■ Excerpt provided:
+ + + +

FIGS. 3A-3H are schematic diagrams showing a second embodiment of a method for making field emitters.



FIGS. 4A-4J are schematic diagrams showing a third embodiment of a method for making field emitters.



FIG. 5 is a micrograph of a domed precursor to a field emitter.



FIG. 6 is a front elevational view of an x-ray system.



FIG. 7 is a schematic diagram of portion of the x-ray generation subsystem.




DETAILED DESCRIPTION OF THE INVENTION

A preferred embodiment of the invention is now described in detail. Referring to the drawings),like numbers indicate like parts throughout the views. As used in the description herein and throughout the claims, the following terms take the meanings explicitly associated herein, unless the context clearly dictates otherwise: the meaning of “a,” “an,” and “the” includes plural reference, the meaning of “in” includes “in” and“on.” Unless otherwise specified herein, the drawings are not necessarily drawn to scale.


The methods disclosed below offer several advantages in the making of field emitters. For example, a semiconducting post structure that is monocrystalline with the substrate does not tend to melt or react with the substrate (as would a metal post structure) at normal fabrication temperatures of the nanostructures. The number and separation of the nanostructures may be controlled by placement of the nanostructure growth catalyst and through a catalyst wet etch step. Furthermore, the vertical separation of the gate and nanostructures may be controlled by controlling the post height and the height of the nanostructures. Also, horizontal separation of gates and nanostructures may be controlled by controlling the dielectric thickness and the diameter of the via. Because there is no interface between the post and the substrate, current loss between the post and, the substrate is significantly reduced, no interface resistance is introduced by the post. The post resistance may be tuned by the post diameter and height and the post serves as a resistor in series with the nanostructure. This can be used to reduce emission current when the emitting current is too high from one field emitter, thereby achieving more uniform emitting current in a micro-fabricated field emission array. The semiconductor post can be reduced so that multiple tips on the post are identical relative to the gate electrode in terms of field emission characteristics. Thus, when one tip of an array is damaged, another tip can replace it, resulting in the same field emission characteristics.

+ + + +

■ Data listing:

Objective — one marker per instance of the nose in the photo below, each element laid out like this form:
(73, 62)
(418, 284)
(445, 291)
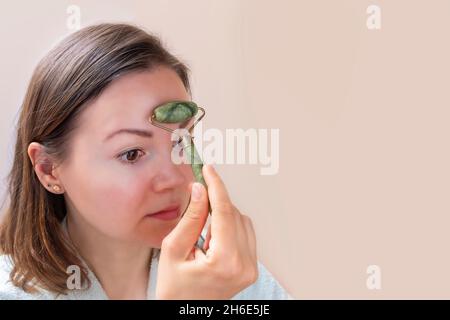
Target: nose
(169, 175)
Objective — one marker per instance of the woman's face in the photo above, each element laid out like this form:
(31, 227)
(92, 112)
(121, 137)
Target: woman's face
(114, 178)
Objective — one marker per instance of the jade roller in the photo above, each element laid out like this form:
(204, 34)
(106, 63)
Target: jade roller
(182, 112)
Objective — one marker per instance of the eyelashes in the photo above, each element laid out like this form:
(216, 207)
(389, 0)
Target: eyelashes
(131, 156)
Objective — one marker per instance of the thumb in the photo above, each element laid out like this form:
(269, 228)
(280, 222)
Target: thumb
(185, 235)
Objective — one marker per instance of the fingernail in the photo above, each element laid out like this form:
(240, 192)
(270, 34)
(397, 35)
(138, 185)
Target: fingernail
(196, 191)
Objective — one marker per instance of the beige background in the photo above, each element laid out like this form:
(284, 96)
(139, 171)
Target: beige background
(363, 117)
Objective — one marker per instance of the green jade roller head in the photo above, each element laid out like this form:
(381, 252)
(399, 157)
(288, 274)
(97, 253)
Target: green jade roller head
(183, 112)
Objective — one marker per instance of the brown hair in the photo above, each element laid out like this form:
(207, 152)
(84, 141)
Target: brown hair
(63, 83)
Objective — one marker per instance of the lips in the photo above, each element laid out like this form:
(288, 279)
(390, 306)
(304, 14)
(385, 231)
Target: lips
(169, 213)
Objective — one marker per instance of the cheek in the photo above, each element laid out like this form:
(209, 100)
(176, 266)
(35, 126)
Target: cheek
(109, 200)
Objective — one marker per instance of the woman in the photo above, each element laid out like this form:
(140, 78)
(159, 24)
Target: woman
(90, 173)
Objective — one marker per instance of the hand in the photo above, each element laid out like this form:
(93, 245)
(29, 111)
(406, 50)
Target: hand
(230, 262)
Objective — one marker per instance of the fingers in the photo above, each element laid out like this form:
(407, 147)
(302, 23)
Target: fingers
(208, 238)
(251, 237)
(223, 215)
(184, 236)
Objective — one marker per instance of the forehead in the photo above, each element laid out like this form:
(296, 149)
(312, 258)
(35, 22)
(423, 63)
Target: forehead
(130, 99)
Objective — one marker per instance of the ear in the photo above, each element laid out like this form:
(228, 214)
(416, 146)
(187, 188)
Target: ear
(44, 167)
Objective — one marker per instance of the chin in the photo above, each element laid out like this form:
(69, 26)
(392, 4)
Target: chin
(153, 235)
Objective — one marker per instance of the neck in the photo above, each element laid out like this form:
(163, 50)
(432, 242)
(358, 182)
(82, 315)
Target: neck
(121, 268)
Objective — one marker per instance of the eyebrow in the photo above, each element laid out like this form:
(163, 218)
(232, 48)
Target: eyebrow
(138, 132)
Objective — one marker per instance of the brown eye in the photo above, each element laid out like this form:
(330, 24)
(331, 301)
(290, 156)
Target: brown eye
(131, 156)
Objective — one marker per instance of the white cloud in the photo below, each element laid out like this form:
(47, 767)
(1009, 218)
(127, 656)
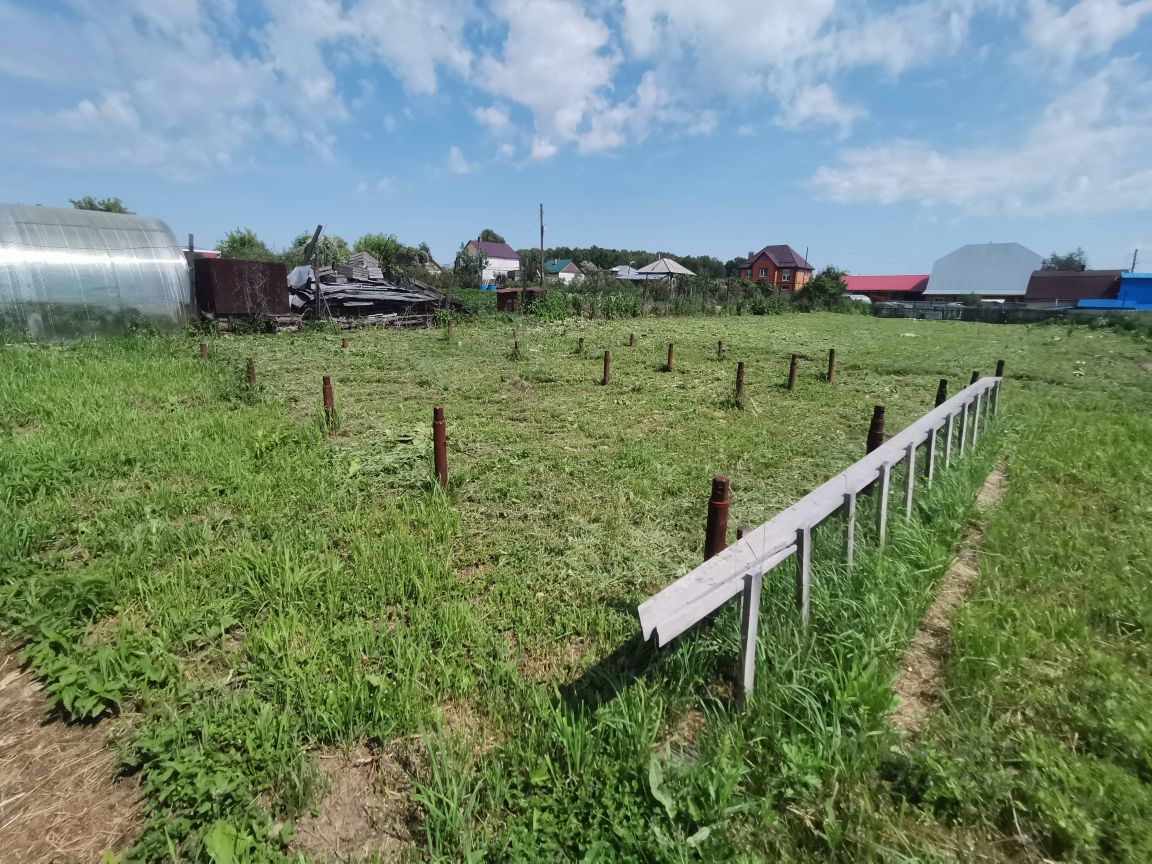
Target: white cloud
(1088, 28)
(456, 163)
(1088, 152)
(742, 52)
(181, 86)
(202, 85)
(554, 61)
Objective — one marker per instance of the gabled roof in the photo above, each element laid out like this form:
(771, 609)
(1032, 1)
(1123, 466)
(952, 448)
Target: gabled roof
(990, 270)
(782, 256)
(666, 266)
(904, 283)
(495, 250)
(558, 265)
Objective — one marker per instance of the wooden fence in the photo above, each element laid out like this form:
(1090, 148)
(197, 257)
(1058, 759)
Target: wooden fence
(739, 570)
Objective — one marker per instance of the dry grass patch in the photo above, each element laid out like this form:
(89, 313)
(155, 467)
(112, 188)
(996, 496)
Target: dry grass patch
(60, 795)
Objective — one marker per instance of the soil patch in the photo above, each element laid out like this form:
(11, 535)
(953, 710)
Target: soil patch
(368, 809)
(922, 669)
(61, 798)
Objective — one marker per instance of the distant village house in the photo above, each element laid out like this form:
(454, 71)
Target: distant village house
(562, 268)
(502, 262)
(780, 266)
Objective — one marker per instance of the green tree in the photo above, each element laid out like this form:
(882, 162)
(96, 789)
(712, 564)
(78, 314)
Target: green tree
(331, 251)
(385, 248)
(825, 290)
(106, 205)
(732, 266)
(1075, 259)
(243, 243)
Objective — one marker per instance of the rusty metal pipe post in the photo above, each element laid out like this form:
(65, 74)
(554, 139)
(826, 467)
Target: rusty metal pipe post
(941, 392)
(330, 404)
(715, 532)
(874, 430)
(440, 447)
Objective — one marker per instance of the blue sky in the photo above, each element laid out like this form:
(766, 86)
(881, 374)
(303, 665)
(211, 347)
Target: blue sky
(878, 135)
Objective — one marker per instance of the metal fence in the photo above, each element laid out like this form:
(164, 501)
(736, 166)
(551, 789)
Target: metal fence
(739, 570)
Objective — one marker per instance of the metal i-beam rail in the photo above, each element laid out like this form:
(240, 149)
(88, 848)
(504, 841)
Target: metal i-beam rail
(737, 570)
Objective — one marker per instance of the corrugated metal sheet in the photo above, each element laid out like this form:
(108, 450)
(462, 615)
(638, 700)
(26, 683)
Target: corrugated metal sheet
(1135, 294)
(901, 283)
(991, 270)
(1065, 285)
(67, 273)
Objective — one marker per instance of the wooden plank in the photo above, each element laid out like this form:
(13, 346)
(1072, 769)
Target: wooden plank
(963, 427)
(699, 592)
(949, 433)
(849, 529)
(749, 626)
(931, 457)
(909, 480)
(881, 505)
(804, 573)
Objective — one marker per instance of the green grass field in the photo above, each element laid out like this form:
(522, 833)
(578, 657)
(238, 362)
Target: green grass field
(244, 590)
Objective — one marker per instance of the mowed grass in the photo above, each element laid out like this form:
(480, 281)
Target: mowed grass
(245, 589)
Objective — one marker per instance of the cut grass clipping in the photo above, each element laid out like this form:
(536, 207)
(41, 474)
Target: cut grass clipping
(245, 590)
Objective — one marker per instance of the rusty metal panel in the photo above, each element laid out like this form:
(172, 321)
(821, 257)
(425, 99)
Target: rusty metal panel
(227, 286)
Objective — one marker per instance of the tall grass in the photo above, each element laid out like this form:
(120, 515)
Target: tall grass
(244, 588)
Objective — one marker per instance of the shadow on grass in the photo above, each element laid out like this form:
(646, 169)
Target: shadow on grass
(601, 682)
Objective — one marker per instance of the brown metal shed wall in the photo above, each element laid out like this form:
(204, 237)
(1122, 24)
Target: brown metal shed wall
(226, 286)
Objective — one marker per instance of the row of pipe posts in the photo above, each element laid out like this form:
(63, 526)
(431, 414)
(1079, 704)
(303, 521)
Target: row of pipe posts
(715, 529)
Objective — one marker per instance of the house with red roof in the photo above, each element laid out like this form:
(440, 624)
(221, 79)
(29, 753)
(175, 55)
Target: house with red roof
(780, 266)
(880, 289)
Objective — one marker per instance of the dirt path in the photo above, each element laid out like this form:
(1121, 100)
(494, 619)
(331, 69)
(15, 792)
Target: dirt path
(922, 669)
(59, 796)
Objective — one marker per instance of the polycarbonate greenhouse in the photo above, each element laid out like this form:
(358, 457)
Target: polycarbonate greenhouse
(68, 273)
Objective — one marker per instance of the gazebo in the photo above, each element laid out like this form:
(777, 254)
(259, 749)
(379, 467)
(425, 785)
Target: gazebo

+ + + +

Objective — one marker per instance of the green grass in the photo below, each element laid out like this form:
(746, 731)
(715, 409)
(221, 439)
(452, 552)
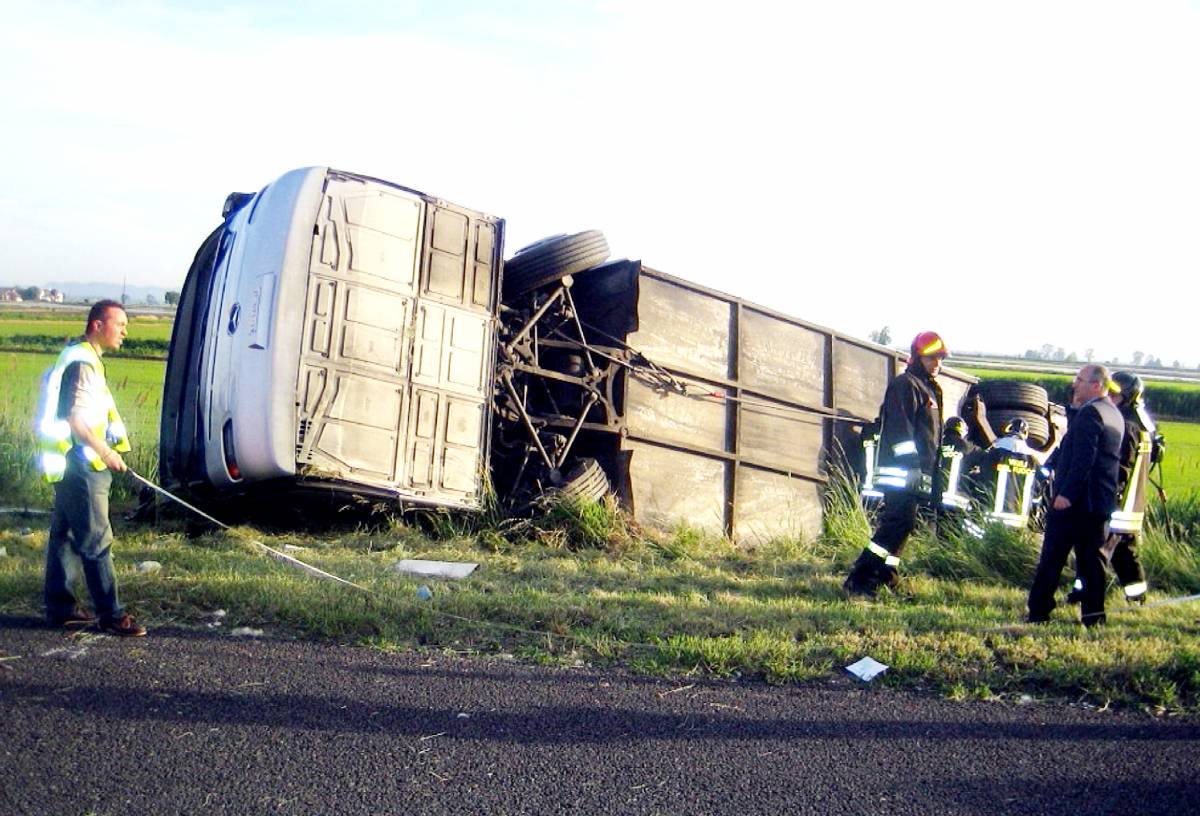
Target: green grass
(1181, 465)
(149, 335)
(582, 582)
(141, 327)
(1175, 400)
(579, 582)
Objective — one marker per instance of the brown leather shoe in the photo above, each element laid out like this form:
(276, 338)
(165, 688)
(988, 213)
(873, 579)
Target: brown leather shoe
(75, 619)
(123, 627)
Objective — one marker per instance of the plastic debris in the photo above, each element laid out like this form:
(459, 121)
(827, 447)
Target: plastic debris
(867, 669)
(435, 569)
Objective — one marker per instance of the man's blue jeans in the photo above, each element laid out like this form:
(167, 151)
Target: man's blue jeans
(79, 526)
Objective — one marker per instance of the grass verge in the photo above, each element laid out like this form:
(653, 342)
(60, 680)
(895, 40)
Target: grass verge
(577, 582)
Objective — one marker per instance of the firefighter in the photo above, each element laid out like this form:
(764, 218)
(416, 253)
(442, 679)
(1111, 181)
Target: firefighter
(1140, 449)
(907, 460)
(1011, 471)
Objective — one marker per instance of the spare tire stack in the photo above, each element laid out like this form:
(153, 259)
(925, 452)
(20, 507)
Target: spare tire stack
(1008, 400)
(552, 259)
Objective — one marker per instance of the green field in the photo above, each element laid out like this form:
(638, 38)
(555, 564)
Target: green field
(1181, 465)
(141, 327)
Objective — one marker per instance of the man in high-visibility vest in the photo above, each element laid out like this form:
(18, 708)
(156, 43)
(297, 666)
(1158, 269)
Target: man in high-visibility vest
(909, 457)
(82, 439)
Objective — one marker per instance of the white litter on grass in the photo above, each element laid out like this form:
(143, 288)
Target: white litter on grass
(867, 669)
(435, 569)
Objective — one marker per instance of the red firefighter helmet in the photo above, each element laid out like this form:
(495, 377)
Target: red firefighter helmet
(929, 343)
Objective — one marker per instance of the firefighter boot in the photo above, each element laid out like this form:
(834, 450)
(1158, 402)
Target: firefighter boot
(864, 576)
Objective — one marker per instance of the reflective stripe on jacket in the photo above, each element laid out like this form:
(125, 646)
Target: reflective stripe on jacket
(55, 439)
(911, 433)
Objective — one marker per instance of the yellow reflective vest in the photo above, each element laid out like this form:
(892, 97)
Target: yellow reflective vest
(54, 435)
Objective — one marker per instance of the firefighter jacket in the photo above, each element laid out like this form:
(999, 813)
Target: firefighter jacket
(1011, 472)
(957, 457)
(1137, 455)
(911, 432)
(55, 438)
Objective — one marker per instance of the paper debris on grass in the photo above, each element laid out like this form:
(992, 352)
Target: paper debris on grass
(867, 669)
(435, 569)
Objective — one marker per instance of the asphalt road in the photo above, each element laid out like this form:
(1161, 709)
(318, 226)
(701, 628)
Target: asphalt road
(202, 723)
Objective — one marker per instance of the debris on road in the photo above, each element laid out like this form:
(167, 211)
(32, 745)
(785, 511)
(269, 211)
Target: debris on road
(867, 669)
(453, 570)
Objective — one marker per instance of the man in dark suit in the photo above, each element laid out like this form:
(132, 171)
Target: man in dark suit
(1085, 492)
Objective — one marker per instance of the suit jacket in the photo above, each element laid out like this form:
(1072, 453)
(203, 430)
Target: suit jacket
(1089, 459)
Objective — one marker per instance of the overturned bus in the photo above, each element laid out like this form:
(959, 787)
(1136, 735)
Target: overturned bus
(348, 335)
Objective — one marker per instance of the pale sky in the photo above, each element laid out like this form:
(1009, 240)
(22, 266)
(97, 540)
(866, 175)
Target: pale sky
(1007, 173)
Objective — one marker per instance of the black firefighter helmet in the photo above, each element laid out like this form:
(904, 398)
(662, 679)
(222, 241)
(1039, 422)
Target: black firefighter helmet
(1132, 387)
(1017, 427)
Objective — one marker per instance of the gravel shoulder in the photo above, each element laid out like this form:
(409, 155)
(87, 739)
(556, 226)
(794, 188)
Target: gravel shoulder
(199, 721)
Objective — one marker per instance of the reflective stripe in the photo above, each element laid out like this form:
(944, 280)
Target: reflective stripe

+ + + +

■ Tasks to perform:
(1) Answer these questions from the field emitter excerpt:
(a) What does FIG. 6 depict?
(b) Which two factors control the horizontal separation of gates and nanostructures?
(c) In relation to the nanostructure, what does the post serve as?
(2) List every figure designation in the field emitter excerpt, along with what each one shows.
(3) Proceed with the field emitter excerpt, writing on from its final sentence.
The items are separate material, unrelated to the field emitter excerpt.

■ Answers to the exercises:
(1)
(a) A front elevational view of an x-ray system.
(b) The dielectric thickness and the diameter of the via.
(c) A resistor in series with the nanostructure.

(2)
- FIGS. 3A-3H: schematic diagrams showing a second embodiment of a method for making field emitters
- FIGS. 4A-4J: schematic diagrams showing a third embodiment of a method for making field emitters
- FIG. 5: a micrograph of a domed precursor to a field emitter
- FIG. 6: a front elevational view of an x-ray system
- FIG. 7: a schematic diagram of a portion of the x-ray generation subsystem

(3)
As shown in FIGS. 1A-1E, one illustrative embodiment of a field emitter 100 includes a semiconductor substrate 110 that has a top surface 112. The substrate 110 is made of a semiconducting substance, such as monocrystalline silicon, silicon carbide, gallium nitride, or other III-V semiconductors. The semiconducting substance of the substrate 110 may have an increased resistance through doping. A post 120 extends upwardly from the top surface 112 of the substrate 110. The substrate 110 and the post 120 form a single crystal and are, thus, monocrystalline.


A dielectric layer 130, made from an insulating material such as silicon dioxide, silicon nitride, or aluminum oxide, is disposed on the substrate 110 and defines a via 132 that exposes the post 120. The dielectric layer 130 may be made, for example, using plasma enhanced chemical vapor deposition),low-pressure chemical vapor deposition, or thermal evaporation. A gate layer 140, made of a conductive material such as a metal or polycrystalline silicon, is disposed on the outer surface 134. The gate layer also defines an opening that exposes the via 132 through the dielectric layer 130. At least one nanostructure 150, such as a carbon nanotube or an inorganic nano-rod (such as a metal carbide or silicon carbide nanorod), extends upwardly from the post 120. An inorganic nanorod could be made, for example, from such materials as: molybdenum carbide, silicon carbide, zinc oxide and silicon. The nanostructure 150 may be grown from the substrate using, for example, a catalyst and a catalytic vapor-liquid-solid (VLS) process, or chemical vapor deposition (CVD) process, or evaporation process. Examples of a suitable catalyst include, but are not limited to, gold, nickel, cobalt, iron, molybdenum, germanium, or their combination. The choice of catalyst depends on the composition of the nanorod to be grown.


As shown in FIGS. 2A-2H, in one method of making a field emitter, a catalyst film 212 (such as a gold film) is applied to a semiconducting substrate 210 and a dielectric layer 230 is applied on top of the catalyst film 212. An optional thin titanium or chromium layer can be inserted between the catalyst film 212 and dielectric film 230 to promote adhesion. As shown in FIG. 2B, a photoresist mask 232 is disposed on the dielectric layer 230. The dielectric layer and the catalyst film are then etched, by a dry etch method such as reactive ion etch, high-density plasma etch, or purely ion milling, or wet etch, to expose the substrate except in the area under the mask. An optional wet etch can also be used to undercut the dielectric materials (such as oxide) to reduce the size of the mask. The dielectric layer 230 then acts as a mask in a subsequent etching process, such as reactive ion etch or high density plasma etch, in which a semiconducting post 220 is formed by etching the substrate 210, as shown in FIG. 2C.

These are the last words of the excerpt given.